The Use of Betamethasone During Breastfeeding
Steroids work by reducing the release of substances that cause inflammation. Therefore, the use of betamethasone can be helpful in illnesses that involve excessive inflammation.
Betamethasone is a medicine that belongs to the group of corticoids or corticosteroids. These are synthetic glucocorticoids that have immunosuppressive and anti-inflammatory effects. Topical derivatives of betamethasone act as anti-inflammatories in the treatment of dermatoses that respond to corticosteroids.
What symptoms does betamethasone treat?
Because of its immunosuppressive effects, betamethasone is useful in treating the symptoms that occur as the result of a sudden drop in the body’s corticoid levels. It works by reducing the release of substances that cause inflammation, so it’s useful in diseases involving excessive inflammation.
So, doctors may prescribe the use of betamethasone for the treatment of:
- Primary or secondary corticoid insufficiency in the body, such as Addison’s disease
- Situations of shock as a result of bleeding, trauma, or severe infection
- Rheumatic diseases
- Ulcerative colitis
- Dermatoses that respond to corticoids, such as exfoliative dermatitis, hives, erythema multiforme, or severe psoriasis
- Ophthalmic diseases: Severe acute and chronic allergic and inflammatory processes such as allergic conjunctivitis, keratitis, allergic corneal marginal ulcers, or ophthalmic herpes zoster
The use of betamethasone
Betamethasone is available in different forms of oral, parenteral, and topical administration. The appropriate dose of this corticoid is different for each patient and doctors will adjust it according to the disease at hand.
The administration of topical preparations involves placing a thin layer of the product on the area that requires treatment. However, specialists recommend intralesional administration for the treatment of keloids, lichen simplex chronicus, lupus erythematosus, or alopecia areata.
Remember that you should avoid abruptly stopping the treatment, especially when it comes to prolonged treatment. Keep in mind that corticoid withdrawal syndrome may appear, the symptoms of which are as follows:
- General discomfort
- Muscle weakness and pain
- Nausea and vomiting
- Breathing difficulty
- Decrease in blood pressure and blood glucose
Find out: What is Addison’s disease?

:: Tasks to perform ::
1. Rewrite everything from "The Use of Betamethasone During" down to "does betamethasone treat?" in the betamethasone text, putting "swelling" wherever "inflammation" appears.
2. Write what comes next in the text on betamethasone during breastfeeding, picking up after its final line.

:: Excerpted records ::

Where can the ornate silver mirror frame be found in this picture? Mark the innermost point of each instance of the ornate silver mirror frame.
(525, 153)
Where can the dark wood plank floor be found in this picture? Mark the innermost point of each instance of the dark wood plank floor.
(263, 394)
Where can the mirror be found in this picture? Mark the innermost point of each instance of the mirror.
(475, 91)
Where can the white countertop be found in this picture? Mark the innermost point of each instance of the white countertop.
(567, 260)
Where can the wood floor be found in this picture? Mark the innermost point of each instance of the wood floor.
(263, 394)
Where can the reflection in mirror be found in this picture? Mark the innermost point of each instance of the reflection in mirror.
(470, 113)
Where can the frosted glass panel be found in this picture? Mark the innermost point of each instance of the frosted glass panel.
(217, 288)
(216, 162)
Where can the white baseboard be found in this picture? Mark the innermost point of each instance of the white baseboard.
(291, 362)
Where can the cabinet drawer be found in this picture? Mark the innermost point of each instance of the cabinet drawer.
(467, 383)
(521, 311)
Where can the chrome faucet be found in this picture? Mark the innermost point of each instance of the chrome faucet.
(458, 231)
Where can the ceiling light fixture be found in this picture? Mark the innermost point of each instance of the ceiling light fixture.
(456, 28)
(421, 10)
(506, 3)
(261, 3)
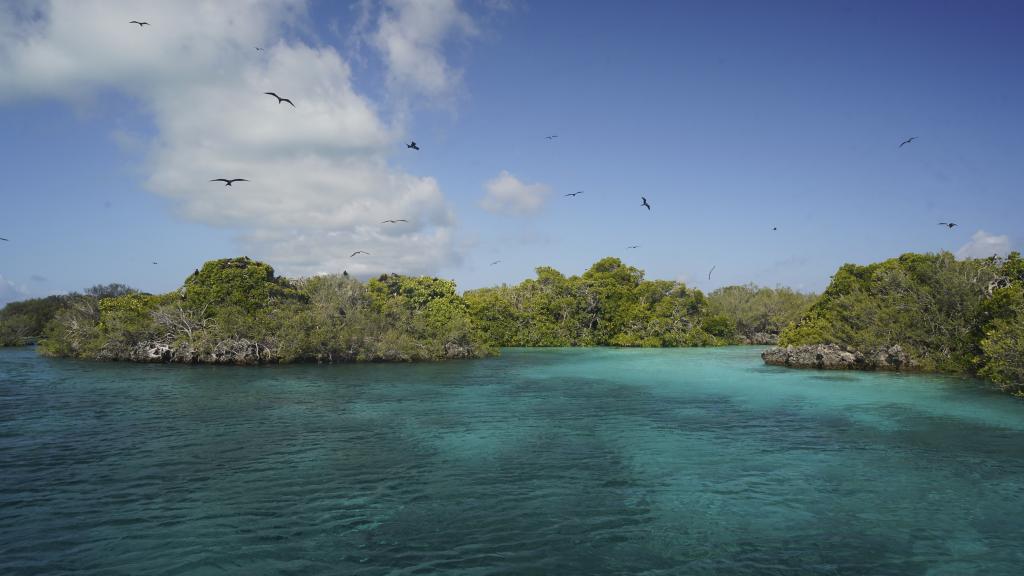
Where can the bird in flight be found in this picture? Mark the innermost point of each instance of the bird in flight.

:: Outputs for the tasks ::
1.
The Use of Betamethasone During Breastfeeding
Steroids work by reducing the release of substances that cause swelling. Therefore, the use of betamethasone can be helpful in illnesses that involve excessive swelling.
Betamethasone is a medicine that belongs to the group of corticoids or corticosteroids. These are synthetic glucocorticoids that have immunosuppressive and anti-inflammatory effects. Topical derivatives of betamethasone act as anti-inflammatories in the treatment of dermatoses that respond to corticosteroids.
What symptoms does betamethasone treat?

2.
Contraindications and precautions regarding the use of betamethasone
As for the contraindications to the use of betamethasone, they include:
- Allergy to corticoids
- Systemic infection by fungi
- Administration of live or attenuated virus vaccines
- Injections into unstable joints, infected areas, or intervertebral spaces
At the same time, it’s important to practice special caution when using betamethasone in the case of diseases such as:
- Bone diseases
- Stomach or intestinal ulcers
- Diabetes mellitus
- Heart, liver, or kidney diseases
- Thyroid disease
As for the use of betamethasone while breastfeeding, there is data indicating that the amount that passes into milk may be significant. For this reason, in prolonged treatments, it’s best to use corticosteroids known for their low conversion to milk.
However, this drug is compatible with breastfeeding as long as its use is occasional and for short treatments. However, in these cases, it’s important to monitor milk production.
As for the use of betamethasone prior to birth, it can delay the production of milk and decrease the amount during the first week.
You may be interested in: Breastfeeding and Medication: Compatible Drugs
Adverse reactions to the use of betamethasone
Short-term treatments generally don’t produce adverse reactions. However, long treatments can cause atrophy of the adrenal glands.
What’s more, the topical administration of betamethasone can produce adverse reactions which, if they’re intense or don’t disappear, require the attention of a specialist.
These adverse reactions can include:
- Unwanted hair growth
- Changes in skin color
However, other symptoms may appear, such as intense hives, redness, swelling, or signs of skin infection at the site of application.
When applying topical betamethasone to children, there’s an increased risk of side effects. For example, these include growth retardation and weight gain.
At a systemic level, in a prolonged treatment, the intensity of associated adverse effects increases with dose, as well as the duration of such effects.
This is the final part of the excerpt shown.